SUPPLIED DATA =>
___

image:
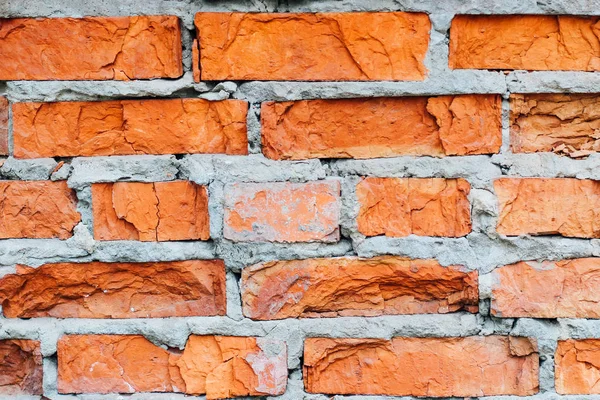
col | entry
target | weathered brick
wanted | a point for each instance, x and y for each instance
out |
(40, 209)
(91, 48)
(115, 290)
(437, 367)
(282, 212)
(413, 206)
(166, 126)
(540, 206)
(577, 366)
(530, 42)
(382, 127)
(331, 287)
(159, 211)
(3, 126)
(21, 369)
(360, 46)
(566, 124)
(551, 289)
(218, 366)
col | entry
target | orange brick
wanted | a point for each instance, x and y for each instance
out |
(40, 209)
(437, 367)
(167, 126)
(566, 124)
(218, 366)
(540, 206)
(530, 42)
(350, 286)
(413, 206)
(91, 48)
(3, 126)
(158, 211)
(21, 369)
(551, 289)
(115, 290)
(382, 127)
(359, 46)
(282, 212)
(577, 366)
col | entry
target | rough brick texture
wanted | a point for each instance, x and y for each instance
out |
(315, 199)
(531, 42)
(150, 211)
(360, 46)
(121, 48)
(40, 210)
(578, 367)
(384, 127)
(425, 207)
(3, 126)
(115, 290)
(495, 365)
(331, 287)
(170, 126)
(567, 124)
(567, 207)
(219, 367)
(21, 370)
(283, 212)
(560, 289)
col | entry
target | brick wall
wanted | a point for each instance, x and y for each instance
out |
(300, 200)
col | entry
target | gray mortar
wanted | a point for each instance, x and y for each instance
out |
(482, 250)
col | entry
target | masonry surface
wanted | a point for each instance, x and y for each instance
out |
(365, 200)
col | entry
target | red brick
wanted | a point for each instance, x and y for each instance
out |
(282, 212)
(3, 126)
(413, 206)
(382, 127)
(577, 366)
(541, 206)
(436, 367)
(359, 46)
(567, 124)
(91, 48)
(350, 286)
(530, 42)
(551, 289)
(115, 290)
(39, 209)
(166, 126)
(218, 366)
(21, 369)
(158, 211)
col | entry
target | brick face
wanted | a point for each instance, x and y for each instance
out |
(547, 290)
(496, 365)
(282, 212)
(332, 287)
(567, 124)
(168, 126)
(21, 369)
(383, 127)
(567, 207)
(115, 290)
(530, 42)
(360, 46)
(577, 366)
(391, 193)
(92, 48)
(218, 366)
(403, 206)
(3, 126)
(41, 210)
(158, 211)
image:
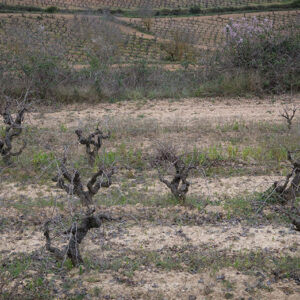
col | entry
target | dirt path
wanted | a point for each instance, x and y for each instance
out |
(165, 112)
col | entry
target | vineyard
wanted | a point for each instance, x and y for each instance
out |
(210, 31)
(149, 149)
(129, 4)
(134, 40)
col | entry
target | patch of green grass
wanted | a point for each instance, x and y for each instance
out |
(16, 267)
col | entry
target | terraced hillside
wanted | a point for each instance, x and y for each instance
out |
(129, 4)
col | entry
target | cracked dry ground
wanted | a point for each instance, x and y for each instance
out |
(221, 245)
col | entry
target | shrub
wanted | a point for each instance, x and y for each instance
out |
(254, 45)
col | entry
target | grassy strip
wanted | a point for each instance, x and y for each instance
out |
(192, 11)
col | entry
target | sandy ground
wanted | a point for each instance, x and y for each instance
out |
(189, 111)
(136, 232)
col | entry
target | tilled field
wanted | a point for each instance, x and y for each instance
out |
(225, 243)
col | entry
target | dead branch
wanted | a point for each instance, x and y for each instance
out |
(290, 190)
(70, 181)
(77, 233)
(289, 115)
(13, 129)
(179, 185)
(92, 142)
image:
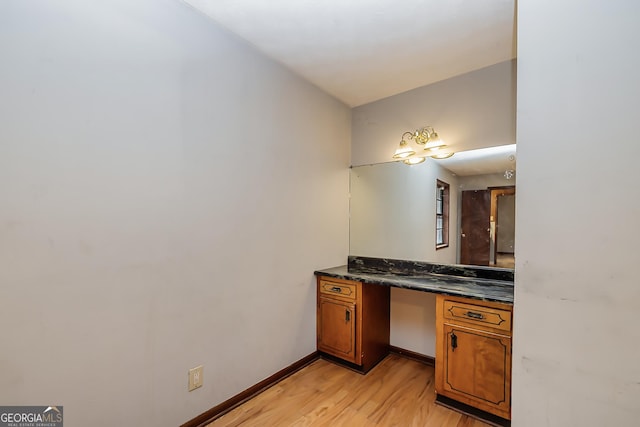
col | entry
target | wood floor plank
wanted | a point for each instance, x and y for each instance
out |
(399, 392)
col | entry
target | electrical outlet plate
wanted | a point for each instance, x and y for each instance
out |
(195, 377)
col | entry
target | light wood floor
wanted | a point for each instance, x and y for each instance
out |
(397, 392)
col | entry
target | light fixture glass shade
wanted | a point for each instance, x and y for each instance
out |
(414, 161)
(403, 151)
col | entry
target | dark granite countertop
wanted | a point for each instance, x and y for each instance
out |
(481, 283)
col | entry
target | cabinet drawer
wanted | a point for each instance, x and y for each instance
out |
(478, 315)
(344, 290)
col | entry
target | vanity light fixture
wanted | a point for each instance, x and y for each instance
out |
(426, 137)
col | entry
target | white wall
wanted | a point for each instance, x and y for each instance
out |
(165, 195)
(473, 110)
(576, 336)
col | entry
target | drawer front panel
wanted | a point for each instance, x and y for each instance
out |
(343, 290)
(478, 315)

___

PROMPT =>
Report every line of the listing that contains the string "floor", treating uppercase and lowercase letters as different.

FULL OUTPUT =>
target | wood floor plank
target | light wood floor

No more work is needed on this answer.